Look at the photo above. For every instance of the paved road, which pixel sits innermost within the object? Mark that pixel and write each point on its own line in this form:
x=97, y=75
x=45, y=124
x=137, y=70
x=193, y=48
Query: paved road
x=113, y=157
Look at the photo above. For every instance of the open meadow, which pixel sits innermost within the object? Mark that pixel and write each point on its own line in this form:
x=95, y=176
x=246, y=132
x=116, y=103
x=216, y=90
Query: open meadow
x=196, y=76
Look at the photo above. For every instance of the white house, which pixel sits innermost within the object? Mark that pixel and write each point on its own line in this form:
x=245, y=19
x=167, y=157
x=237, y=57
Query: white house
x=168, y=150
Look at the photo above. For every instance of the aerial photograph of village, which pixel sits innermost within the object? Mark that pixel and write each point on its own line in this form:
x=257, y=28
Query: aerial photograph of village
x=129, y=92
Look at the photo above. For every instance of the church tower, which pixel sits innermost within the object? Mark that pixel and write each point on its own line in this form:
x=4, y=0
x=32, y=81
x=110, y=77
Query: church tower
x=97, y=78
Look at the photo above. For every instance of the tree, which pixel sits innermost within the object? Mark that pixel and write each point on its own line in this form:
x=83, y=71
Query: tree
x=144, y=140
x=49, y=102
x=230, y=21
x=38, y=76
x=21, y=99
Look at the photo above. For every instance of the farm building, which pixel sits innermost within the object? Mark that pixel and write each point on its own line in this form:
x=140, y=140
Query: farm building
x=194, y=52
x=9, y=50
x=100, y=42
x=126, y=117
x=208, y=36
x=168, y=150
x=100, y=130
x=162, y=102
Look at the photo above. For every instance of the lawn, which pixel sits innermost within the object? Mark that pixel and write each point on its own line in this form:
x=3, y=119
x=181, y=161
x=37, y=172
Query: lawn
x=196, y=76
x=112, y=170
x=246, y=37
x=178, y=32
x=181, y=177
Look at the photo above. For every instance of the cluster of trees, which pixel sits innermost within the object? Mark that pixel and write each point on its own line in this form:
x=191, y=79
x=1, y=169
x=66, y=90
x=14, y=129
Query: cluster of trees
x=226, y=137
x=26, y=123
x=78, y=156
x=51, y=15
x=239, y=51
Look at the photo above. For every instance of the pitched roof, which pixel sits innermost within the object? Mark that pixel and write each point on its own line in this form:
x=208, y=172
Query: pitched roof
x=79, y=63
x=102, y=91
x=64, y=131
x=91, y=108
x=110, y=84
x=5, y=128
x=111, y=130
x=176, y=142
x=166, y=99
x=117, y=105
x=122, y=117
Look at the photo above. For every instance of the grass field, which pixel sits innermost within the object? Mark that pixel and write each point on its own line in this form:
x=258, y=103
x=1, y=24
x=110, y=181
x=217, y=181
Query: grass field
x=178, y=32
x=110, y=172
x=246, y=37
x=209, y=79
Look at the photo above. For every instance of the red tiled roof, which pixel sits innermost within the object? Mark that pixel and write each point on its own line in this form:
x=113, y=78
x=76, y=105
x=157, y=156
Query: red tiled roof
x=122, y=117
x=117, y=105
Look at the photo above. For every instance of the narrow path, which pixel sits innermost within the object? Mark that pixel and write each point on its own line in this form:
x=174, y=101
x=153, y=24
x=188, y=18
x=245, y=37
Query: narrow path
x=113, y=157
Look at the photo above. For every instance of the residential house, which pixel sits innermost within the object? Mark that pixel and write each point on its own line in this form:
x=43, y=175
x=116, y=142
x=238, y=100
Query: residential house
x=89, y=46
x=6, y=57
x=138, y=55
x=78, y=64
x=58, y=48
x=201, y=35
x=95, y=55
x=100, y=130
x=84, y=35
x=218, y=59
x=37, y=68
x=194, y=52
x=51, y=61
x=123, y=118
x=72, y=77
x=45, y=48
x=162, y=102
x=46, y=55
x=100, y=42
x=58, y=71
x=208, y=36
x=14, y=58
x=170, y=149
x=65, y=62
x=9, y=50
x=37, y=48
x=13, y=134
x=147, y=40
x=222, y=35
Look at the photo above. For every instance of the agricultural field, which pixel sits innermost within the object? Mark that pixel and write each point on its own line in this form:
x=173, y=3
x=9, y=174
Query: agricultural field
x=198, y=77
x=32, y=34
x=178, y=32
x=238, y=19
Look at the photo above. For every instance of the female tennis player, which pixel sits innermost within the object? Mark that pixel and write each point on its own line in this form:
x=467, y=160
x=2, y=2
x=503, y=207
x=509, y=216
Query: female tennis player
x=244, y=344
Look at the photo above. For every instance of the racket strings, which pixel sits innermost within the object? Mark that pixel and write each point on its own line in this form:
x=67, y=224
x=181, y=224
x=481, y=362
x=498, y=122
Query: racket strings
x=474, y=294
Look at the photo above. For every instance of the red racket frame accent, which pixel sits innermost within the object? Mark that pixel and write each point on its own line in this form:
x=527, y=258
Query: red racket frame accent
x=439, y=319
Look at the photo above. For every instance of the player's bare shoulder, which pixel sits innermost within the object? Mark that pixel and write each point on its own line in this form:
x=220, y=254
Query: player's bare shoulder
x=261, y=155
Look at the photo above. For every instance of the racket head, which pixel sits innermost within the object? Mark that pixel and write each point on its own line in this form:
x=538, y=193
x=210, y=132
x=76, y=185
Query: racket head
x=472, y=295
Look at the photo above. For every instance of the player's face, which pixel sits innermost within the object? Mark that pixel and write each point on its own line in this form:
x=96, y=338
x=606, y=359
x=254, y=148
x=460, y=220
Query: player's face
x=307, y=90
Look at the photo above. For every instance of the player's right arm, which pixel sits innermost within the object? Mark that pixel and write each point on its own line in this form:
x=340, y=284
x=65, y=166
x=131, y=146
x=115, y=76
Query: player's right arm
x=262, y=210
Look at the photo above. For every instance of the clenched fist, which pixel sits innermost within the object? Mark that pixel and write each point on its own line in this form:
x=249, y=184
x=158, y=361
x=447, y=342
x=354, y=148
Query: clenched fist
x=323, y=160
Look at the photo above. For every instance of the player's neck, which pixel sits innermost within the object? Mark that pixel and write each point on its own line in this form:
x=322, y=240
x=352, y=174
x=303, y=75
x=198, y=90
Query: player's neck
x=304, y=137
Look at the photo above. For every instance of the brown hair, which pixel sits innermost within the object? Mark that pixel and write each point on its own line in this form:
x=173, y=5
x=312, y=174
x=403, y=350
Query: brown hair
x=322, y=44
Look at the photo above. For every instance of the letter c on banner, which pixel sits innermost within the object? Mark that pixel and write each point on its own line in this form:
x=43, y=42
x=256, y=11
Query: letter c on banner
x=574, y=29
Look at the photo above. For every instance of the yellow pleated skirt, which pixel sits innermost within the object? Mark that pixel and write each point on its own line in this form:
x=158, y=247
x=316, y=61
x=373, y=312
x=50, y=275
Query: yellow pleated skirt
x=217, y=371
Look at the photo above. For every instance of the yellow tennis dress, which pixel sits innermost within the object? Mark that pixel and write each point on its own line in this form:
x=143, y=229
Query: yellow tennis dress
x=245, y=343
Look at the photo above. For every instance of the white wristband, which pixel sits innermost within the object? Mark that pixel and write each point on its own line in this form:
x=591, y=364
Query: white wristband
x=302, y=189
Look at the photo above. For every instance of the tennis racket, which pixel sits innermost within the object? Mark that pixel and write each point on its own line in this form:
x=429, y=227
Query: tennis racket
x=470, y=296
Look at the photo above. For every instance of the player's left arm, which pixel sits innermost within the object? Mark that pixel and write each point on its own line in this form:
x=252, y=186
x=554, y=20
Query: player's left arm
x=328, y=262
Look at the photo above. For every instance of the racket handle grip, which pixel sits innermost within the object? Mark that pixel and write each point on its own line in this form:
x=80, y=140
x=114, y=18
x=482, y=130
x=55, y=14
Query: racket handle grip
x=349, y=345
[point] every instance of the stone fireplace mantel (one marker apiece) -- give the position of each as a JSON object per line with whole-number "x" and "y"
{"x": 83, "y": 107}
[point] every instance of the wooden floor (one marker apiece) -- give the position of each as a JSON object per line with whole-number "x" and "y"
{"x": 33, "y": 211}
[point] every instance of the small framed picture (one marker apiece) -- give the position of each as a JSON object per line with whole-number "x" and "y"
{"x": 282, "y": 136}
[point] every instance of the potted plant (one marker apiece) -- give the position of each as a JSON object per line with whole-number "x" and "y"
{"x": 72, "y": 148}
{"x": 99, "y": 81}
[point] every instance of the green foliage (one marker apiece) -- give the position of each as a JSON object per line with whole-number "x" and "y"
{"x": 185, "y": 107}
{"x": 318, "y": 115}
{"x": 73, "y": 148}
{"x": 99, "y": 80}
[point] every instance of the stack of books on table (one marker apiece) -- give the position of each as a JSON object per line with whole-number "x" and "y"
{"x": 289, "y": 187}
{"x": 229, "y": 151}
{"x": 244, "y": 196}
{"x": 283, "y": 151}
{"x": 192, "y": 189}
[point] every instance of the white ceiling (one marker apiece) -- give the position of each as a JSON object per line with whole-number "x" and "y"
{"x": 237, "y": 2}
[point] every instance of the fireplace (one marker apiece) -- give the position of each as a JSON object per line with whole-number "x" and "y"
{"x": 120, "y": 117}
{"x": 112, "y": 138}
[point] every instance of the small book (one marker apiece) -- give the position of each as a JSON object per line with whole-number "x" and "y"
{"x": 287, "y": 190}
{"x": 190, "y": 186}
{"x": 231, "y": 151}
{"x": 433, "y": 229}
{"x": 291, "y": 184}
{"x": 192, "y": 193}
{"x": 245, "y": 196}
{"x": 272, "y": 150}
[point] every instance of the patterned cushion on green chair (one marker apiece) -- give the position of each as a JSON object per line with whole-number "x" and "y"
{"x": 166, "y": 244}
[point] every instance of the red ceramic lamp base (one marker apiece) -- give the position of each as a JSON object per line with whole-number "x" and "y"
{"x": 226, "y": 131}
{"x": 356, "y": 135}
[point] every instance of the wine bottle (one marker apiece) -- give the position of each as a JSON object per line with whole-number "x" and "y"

§ §

Reproduce verbatim only the segment of the listing bounded by the line containing "x=110, y=181" and the line containing "Look at the photo above. For every instance of the female", with both boundary lines included.

SOLVED EXERCISE:
x=110, y=181
x=217, y=181
Query: grass field
x=178, y=32
x=110, y=172
x=246, y=37
x=209, y=79
Look at the photo above. For every instance of the red tiled roof, which pixel sits innermost within the object? Mark that pixel and write each point on its own line in this form:
x=113, y=78
x=76, y=105
x=157, y=156
Query: red tiled roof
x=122, y=117
x=117, y=105
Look at the photo above. For every instance of the narrow path, which pixel sits innermost within the object? Mark that pixel and write each point on its own line in this form:
x=174, y=101
x=153, y=24
x=188, y=18
x=245, y=37
Query: narrow path
x=113, y=157
Look at the photo above. For every instance of the residential house, which pixel sits innermost within the object? Mark that pixel and write each point on its own line in this form:
x=43, y=175
x=116, y=142
x=238, y=100
Query: residential house
x=89, y=46
x=6, y=57
x=138, y=55
x=78, y=64
x=58, y=48
x=201, y=35
x=95, y=55
x=100, y=130
x=84, y=35
x=218, y=59
x=37, y=68
x=194, y=52
x=51, y=61
x=123, y=118
x=72, y=77
x=45, y=48
x=162, y=102
x=46, y=55
x=100, y=42
x=58, y=71
x=208, y=36
x=14, y=58
x=170, y=149
x=65, y=62
x=9, y=50
x=37, y=48
x=13, y=134
x=147, y=40
x=222, y=35
Look at the photo above. For every instance of the agricultural field, which pixel sits innermost within the object? Mark that pixel and write each point on its own line in this form:
x=173, y=3
x=9, y=174
Query: agricultural field
x=198, y=77
x=32, y=34
x=178, y=32
x=238, y=19
Look at the photo above. For every instance of the female tennis player, which pixel sits innermost within the object? Mark that pixel and write each point on its own line in this form:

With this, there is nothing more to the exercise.